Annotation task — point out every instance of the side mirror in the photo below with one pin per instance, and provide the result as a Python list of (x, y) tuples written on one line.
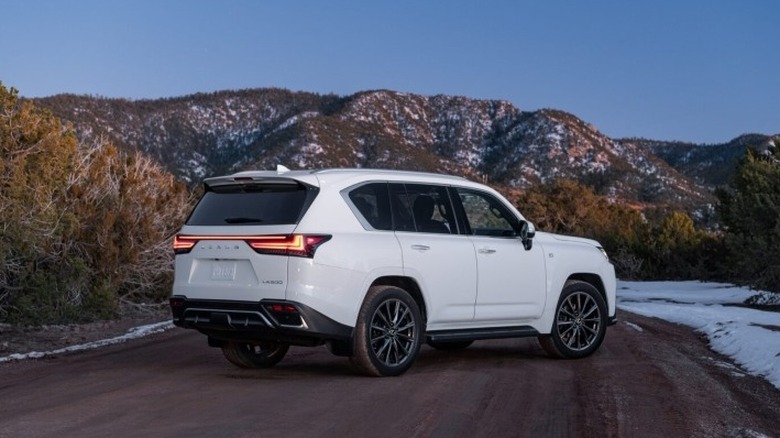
[(527, 233)]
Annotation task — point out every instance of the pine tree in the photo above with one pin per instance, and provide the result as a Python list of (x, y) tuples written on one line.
[(750, 212)]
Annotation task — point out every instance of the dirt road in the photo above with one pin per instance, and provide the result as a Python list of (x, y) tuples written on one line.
[(650, 378)]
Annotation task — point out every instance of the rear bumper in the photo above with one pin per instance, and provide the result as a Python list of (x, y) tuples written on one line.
[(267, 320)]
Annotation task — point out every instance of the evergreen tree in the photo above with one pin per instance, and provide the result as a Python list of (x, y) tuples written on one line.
[(750, 212), (82, 227)]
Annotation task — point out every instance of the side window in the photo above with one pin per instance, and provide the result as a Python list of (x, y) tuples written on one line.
[(373, 203), (486, 215), (428, 208), (402, 209)]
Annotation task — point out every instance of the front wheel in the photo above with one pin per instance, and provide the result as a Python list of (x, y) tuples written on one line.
[(261, 355), (580, 322), (388, 333)]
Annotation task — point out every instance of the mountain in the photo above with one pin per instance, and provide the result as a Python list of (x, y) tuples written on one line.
[(489, 140)]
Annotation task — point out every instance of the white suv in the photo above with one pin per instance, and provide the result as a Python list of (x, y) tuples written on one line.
[(373, 263)]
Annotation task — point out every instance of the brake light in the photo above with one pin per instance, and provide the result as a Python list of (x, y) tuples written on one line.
[(297, 245)]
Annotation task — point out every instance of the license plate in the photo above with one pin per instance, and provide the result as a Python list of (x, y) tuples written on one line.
[(223, 271)]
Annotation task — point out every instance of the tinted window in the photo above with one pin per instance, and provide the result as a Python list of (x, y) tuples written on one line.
[(422, 208), (486, 215), (252, 204), (373, 203)]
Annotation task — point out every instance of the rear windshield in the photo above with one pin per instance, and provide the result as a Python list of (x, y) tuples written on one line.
[(253, 204)]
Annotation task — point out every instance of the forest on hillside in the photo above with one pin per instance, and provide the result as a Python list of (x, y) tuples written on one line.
[(86, 228)]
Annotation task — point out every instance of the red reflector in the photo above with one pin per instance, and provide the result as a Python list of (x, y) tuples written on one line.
[(183, 244), (283, 308)]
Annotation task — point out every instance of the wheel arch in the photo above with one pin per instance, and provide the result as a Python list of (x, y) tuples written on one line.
[(409, 285), (592, 279)]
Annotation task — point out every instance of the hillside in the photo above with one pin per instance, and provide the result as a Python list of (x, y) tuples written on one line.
[(208, 134)]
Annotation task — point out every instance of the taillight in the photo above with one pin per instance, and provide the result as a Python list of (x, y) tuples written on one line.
[(183, 244), (297, 245)]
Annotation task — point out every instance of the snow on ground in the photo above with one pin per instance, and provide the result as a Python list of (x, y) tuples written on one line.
[(750, 337), (133, 333)]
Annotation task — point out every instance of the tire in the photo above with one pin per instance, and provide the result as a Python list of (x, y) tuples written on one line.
[(388, 333), (262, 355), (450, 345), (580, 322)]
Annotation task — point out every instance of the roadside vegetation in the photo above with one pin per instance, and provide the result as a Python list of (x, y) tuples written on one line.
[(661, 244), (85, 228)]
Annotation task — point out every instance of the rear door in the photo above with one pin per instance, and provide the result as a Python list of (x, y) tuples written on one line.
[(434, 253), (511, 283)]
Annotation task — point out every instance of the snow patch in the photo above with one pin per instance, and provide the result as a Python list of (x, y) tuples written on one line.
[(748, 336), (133, 333)]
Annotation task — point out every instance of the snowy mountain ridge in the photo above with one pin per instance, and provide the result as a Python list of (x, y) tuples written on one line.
[(202, 135)]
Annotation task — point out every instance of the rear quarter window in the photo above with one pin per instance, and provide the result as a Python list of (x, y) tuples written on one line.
[(253, 204)]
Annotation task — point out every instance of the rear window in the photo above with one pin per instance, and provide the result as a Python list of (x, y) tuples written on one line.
[(253, 204)]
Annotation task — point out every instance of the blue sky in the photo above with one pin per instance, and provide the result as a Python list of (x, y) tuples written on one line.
[(695, 70)]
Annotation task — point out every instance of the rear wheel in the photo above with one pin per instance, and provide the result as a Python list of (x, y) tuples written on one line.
[(450, 345), (261, 355), (580, 322), (388, 334)]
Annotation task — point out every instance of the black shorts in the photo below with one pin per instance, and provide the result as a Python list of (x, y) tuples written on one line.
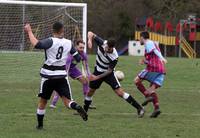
[(111, 80), (61, 86)]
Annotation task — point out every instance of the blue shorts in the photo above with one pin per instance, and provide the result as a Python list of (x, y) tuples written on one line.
[(153, 77)]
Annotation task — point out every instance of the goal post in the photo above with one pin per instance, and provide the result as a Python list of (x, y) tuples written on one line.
[(41, 16)]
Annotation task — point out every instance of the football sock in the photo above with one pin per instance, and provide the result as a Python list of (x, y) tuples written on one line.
[(155, 101), (73, 105), (85, 89), (40, 117), (55, 99), (87, 102), (131, 101), (142, 89)]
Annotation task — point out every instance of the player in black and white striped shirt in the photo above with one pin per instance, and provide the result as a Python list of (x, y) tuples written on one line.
[(106, 60), (53, 71)]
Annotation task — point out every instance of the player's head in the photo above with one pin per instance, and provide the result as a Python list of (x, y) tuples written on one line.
[(80, 45), (144, 36), (110, 45), (58, 28)]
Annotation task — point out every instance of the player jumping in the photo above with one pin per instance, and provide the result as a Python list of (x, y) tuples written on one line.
[(106, 60), (75, 73), (53, 71), (154, 72)]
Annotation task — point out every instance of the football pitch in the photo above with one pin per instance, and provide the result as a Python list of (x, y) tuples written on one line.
[(113, 118)]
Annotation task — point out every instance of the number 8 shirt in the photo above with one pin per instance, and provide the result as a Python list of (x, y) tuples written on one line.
[(56, 52)]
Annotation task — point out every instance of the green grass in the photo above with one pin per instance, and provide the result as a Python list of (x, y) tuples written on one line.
[(114, 118)]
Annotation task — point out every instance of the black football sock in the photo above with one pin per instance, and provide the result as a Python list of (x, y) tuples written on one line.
[(132, 101)]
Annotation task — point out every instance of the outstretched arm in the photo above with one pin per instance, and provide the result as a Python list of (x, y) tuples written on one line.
[(38, 44), (96, 38), (32, 38)]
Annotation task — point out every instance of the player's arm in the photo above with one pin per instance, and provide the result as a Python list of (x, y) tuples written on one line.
[(68, 63), (32, 38), (158, 53), (109, 71), (75, 54), (39, 44), (98, 40), (85, 63)]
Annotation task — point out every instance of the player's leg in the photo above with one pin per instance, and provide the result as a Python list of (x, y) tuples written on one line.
[(88, 98), (156, 80), (138, 82), (93, 86), (64, 90), (85, 84), (155, 101), (75, 73), (114, 83), (46, 90), (54, 100), (86, 89)]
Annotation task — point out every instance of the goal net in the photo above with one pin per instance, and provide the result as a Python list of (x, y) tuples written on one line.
[(41, 15)]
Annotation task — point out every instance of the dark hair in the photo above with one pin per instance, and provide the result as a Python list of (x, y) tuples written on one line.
[(111, 42), (80, 41), (144, 34), (57, 26)]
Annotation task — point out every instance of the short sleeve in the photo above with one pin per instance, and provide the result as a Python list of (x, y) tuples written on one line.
[(44, 44)]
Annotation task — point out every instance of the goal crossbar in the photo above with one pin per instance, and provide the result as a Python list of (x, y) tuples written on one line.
[(40, 3)]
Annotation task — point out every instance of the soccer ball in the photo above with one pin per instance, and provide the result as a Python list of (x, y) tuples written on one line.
[(120, 75)]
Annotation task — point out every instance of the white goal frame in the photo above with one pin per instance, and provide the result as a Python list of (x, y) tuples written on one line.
[(63, 4)]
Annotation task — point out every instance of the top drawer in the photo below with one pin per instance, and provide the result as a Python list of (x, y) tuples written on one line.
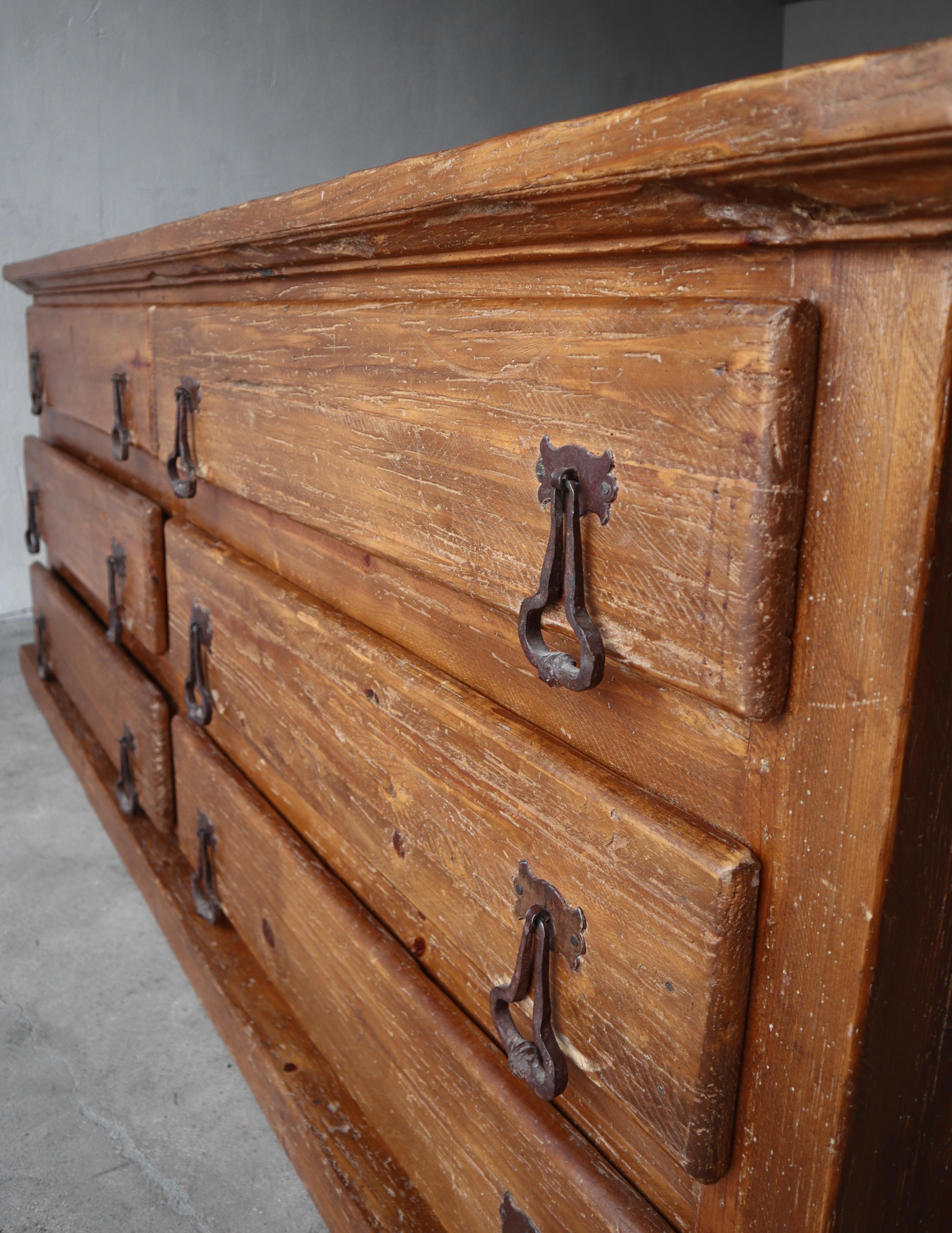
[(414, 432), (76, 353)]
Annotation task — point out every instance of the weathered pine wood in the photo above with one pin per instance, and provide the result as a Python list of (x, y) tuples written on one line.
[(109, 691), (83, 518), (670, 743), (412, 432), (422, 1072), (78, 356), (849, 151), (442, 794), (349, 1172)]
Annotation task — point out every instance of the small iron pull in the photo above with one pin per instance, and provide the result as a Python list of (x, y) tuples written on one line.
[(578, 484), (42, 663), (120, 432), (539, 1062), (36, 383), (126, 794), (33, 528), (183, 480), (116, 568), (198, 695), (204, 892)]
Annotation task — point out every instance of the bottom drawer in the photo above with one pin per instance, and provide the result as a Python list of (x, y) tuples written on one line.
[(475, 1142), (128, 713)]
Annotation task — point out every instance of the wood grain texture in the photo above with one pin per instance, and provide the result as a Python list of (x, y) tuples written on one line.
[(442, 793), (348, 1169), (412, 432), (838, 152), (109, 691), (421, 1071), (83, 518), (79, 353), (669, 741)]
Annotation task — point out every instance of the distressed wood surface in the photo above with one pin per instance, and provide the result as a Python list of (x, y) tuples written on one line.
[(78, 356), (83, 518), (442, 794), (425, 1076), (109, 691), (349, 1172), (838, 152), (412, 432), (669, 741)]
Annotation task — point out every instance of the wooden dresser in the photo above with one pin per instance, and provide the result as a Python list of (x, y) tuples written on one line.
[(499, 607)]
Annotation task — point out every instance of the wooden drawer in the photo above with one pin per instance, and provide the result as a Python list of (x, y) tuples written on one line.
[(427, 797), (414, 432), (432, 1084), (85, 520), (114, 697), (79, 351)]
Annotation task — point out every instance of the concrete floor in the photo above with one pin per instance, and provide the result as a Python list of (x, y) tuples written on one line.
[(120, 1109)]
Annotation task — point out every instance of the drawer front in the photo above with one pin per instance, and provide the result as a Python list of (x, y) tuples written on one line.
[(79, 353), (428, 1081), (85, 520), (114, 697), (427, 797), (414, 432)]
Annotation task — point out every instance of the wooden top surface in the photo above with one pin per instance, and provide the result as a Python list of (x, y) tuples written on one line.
[(848, 150)]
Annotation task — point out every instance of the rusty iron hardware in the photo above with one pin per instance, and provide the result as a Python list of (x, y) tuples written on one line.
[(116, 568), (578, 484), (36, 383), (569, 924), (539, 1062), (33, 530), (42, 663), (513, 1221), (204, 892), (198, 696), (126, 794), (120, 433), (183, 480)]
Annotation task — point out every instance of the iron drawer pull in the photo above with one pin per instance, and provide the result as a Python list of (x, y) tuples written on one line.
[(116, 568), (126, 794), (204, 893), (187, 400), (198, 696), (33, 530), (539, 1062), (120, 432), (578, 484), (36, 383)]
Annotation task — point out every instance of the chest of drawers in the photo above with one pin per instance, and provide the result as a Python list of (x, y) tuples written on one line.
[(496, 605)]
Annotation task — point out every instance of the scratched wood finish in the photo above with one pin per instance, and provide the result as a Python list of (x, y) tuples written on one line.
[(78, 354), (109, 691), (443, 793), (421, 1071), (669, 741), (414, 432), (84, 518), (348, 1169)]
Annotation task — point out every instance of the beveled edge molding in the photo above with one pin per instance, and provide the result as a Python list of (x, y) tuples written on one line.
[(848, 151)]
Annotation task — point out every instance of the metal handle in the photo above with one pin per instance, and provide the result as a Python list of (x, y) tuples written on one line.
[(204, 892), (183, 481), (116, 568), (198, 695), (120, 432), (576, 483), (36, 383), (126, 794), (33, 528), (539, 1062)]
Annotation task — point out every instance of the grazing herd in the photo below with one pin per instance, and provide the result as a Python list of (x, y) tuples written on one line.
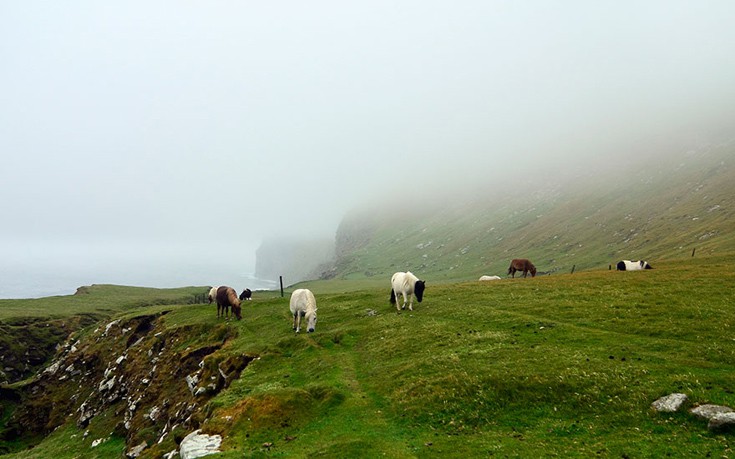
[(303, 303)]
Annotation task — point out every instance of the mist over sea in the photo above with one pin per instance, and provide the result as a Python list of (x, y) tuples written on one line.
[(37, 281)]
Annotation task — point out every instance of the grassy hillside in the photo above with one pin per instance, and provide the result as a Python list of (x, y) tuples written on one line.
[(556, 366), (658, 210)]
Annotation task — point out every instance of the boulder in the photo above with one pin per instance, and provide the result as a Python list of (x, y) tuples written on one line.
[(707, 412), (722, 422)]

============================================================

Render everything in the listing above, from the line containing "Annotation task — point out every instance of the front" down to and including the line containing "[(489, 140)]", as a numbered list with blank lines omitted.

1. Annotation task — point out every instance of the front wheel in the photo above with one pin per instance, and provide the result as a Python list of (x, y) tuples written on one line.
2. [(261, 355), (580, 322), (388, 333)]
3. Annotation task — point out every instance of the mountain in the photo above with one pin per instance, and provide the result as a Python list of (x, y) tuples written on one line.
4. [(489, 140)]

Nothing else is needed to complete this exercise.